▸ **Required action**
Where a line in the listing contains the string "white", copy that line out.

▸ **Exercise data**
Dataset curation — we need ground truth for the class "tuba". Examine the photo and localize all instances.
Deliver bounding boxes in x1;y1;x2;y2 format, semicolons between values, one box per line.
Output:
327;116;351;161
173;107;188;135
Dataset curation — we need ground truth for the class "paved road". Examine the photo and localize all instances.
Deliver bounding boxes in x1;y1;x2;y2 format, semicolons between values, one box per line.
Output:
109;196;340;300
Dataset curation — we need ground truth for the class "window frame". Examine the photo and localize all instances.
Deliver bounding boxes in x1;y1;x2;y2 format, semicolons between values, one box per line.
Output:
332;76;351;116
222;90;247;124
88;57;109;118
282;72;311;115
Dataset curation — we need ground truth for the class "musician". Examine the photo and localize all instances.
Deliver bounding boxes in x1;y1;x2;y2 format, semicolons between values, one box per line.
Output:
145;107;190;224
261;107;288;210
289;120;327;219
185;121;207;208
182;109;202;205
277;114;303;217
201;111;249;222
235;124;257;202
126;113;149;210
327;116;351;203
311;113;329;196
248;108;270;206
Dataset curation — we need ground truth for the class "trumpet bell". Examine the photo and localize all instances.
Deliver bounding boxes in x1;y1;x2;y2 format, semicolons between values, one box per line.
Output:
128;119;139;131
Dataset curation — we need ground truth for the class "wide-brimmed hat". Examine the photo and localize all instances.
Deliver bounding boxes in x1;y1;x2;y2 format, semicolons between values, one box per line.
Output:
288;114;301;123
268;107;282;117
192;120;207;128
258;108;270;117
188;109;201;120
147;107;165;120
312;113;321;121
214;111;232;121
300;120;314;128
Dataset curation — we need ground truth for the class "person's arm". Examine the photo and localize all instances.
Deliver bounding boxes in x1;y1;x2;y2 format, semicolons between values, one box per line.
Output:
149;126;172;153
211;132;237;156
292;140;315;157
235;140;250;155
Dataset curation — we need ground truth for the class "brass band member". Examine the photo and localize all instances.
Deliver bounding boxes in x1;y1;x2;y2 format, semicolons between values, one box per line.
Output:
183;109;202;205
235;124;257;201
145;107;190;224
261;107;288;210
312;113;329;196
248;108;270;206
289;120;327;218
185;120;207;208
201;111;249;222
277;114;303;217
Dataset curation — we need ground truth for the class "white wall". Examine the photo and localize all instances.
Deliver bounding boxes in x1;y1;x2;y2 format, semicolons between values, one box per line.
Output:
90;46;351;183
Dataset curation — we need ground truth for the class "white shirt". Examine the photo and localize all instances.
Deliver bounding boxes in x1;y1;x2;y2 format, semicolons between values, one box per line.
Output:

▸ **Written answer**
Dataset curation — we need ground truth for the class "white wall". Examine the photo and localize all instances.
Dataset curation — we need ground truth for the class "white shirt". Examine the photo and localize all instances.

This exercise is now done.